» Aufgabenübersicht:
1. Wie viele Menschen kamen laut dem Text über die Erdbebenkatastrophe durch die Erdbeben Anfang Februar ums Leben?
2. Gib aus dem Text über die Erdbebenkatastrophe den Abschnitt wörtlich wieder, der bei "Eine braune Pfütze" beginnt und bei "tote Menschen vermutet." endet.

» Seitentext:
Eine braune Pfütze breitet sich in einem dunklen Zelt aus. Auf dem Boden liegen abgenutzte Schuhe, Isomatten. Alles steht unter Wasser. Burcu Özkaya Günaydın erlebte die Erdbebenkatastrophe im Februar in der Türkei selbst mit. Seitdem teilt sie als freie Journalistin immer wieder Videos der zerstörten Stadt Hatay in den sozialen Medien. In einem anderen Video ist ein Bagger vor Trümmerhaufen zu sehen; alles ist grau, unübersichtlich. Ein Anblick von Chaos. Darunter, schreibt Günaydın, werden noch immer tote Menschen vermutet.
Die anhaltende Not der Erdbebenüberlebenden
Normalität ist auch über zwei Monate nach der verheerenden Erdbebenkatastrophe in der Türkei und in Syrien in weite Ferne gerückt. Anfang Februar kosteten Erdbeben mit Stärken von über 7 mehr als 50.000 Menschen das Leben. In der Türkei wurde die Katastrophe zum Politikum, Regierungskritiker:innen warfen dem Präsidenten Recep Tayyip Erdoğan Baupfusch vor. Im kriegsgebeutelten Syrien verschärfte sich die humanitäre Krise, internationale Hilfe kam erst spät an. Hat sich die Situation verbessert?

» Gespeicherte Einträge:
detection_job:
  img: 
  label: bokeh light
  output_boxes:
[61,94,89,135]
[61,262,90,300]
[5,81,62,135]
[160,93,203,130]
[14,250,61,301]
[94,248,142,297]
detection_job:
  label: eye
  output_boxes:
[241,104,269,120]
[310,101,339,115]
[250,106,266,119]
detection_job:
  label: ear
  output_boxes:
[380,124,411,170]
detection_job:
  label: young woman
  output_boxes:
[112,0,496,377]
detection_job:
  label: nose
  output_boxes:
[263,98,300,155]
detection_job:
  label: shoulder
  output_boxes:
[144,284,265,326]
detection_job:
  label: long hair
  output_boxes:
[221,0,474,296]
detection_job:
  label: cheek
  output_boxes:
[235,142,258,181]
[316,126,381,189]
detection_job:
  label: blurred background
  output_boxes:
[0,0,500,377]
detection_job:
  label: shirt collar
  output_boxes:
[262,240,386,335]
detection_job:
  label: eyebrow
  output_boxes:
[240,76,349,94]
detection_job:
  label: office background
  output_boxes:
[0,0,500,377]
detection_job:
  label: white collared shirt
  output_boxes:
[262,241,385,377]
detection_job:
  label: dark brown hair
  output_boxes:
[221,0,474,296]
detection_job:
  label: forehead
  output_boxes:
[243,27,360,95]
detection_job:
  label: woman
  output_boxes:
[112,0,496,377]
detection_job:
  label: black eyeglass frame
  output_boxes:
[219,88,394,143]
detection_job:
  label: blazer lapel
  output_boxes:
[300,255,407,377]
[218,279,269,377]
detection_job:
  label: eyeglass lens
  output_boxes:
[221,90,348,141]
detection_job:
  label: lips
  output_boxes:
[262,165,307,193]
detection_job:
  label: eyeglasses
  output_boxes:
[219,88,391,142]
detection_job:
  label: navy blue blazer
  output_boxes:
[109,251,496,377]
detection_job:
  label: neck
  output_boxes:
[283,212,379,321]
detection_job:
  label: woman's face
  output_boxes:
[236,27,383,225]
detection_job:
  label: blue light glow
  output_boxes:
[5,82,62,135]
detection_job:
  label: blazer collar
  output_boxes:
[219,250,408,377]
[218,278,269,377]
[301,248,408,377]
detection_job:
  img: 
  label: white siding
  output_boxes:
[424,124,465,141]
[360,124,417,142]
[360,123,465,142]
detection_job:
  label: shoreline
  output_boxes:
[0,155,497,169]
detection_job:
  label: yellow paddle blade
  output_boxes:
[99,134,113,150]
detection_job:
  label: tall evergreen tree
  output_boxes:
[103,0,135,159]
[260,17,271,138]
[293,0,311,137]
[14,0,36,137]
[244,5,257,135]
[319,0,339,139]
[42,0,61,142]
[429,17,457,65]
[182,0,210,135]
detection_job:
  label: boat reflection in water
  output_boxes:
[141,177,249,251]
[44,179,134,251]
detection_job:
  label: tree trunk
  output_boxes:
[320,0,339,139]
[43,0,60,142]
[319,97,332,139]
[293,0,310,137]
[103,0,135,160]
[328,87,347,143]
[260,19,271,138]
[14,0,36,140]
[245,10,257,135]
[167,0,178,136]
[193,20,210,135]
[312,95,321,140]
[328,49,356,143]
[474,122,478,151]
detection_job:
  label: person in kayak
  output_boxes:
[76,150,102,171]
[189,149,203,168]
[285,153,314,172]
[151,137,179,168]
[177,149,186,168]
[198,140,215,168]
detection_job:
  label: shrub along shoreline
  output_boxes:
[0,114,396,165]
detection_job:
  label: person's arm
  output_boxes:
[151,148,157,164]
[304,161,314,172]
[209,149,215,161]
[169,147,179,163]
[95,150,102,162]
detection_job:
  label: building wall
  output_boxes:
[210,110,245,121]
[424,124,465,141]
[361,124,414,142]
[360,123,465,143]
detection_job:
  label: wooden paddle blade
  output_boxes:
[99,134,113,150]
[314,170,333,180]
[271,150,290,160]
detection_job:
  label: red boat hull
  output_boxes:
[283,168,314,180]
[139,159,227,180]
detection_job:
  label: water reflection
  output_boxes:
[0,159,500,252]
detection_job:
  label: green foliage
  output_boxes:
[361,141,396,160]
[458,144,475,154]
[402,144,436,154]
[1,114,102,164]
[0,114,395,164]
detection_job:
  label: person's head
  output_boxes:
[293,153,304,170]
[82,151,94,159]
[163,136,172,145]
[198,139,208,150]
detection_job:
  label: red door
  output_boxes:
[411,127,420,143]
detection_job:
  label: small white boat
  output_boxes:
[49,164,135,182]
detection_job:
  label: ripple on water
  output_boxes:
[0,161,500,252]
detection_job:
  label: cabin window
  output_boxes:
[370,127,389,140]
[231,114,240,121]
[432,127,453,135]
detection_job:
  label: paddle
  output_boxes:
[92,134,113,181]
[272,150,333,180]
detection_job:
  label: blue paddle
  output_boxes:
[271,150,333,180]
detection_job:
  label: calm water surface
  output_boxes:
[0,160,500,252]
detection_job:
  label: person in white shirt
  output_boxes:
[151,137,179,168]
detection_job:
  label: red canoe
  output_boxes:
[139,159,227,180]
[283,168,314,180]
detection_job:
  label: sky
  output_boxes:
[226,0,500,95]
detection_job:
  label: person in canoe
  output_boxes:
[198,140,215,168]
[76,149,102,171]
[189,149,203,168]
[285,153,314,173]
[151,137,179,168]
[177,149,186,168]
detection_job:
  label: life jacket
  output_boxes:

» Lösungen zur Übung:
1. Mehr als 50.000 Menschen.

2.
Eine braune Pfütze breitet sich in einem dunklen Zelt aus. Auf dem Boden liegen abgenutzte Schuhe, Isomatten. Alles steht unter Wasser. Burcu Özkaya Günaydın erlebte die Erdbebenkatastrophe im Februar in der Türkei selbst mit. Seitdem teilt sie als freie Journalistin immer wieder Videos der zerstörten Stadt Hatay in den sozialen Medien. In einem anderen Video ist ein Bagger vor Trümmerhaufen zu sehen; alles ist grau, unübersichtlich. Ein Anblick von Chaos. Darunter, schreibt Günaydın, werden noch immer tote Menschen vermutet.